Читаем Лев Толстой полностью

Слово «кукла», очевидно, было произнесено в яснополянском доме много раз, может быть много сот раз. В следующем году Лев Николаевич написал 23 марта Татьяне Берс письмо, что его жена, Танина сестра, Соня, обратилась в фарфоровую куклу: ноги у Сони фарфоровые и стоят на фарфоровой дощечке, выкрашенной зеленой краской, рубашка на Соне тоже фарфоровая и говорит Соня, не раскрывая рта. Все похожее, все фарфоровое. Она фарфоровая куколка с комода, и она маленькая, крохотная, она может сидеть у Льва Николаевича за галстуком. Лев Николаевич пишет дальше в письме: «Вчера она осталась одна. Я вошел в комнату и увидал, что Дора (собачка) затащила ее в угол, играет с ней и чуть не разбила ее. Я высек Дору и положил Соню в жилетный карман и унес в кабинет. Теперь, впрочем, я заказал и нынче мне привезли из Тулы деревянную коробочку с застежкой, обитую снаружи сафьяном, а внутри малиновым бархатом, с сделанным для нее местом, так что она ровно локтями, головой и спиной укладывается в него и не может уже разбиться. Сверху я еще прикрываю замшей».
★ ★ ★ ★ ★ ★ ★
Задача
Изложите исходный текст в двух предложениях. Приведённые далее строки для этого не используются.

Исходные данные
★ ★ ★ ★ ★ ★ ★
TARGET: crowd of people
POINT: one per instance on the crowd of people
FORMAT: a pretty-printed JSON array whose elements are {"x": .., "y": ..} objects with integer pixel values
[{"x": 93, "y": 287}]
★ ★ ★ ★ ★ ★ ★
Ответ
В письме Татьяне Берс от 23 марта Лев Николаевич написал, что его жена Соня обратилась в крохотную фарфоровую куколку с комода, которая может сидеть у него за галстуком. Он рассказал, как отнял её у собачки Доры, унёс в жилетном кармане в кабинет, а затем заказал из Тулы коробочку, обитую сафьяном и малиновым бархатом, чтобы она не разбилась.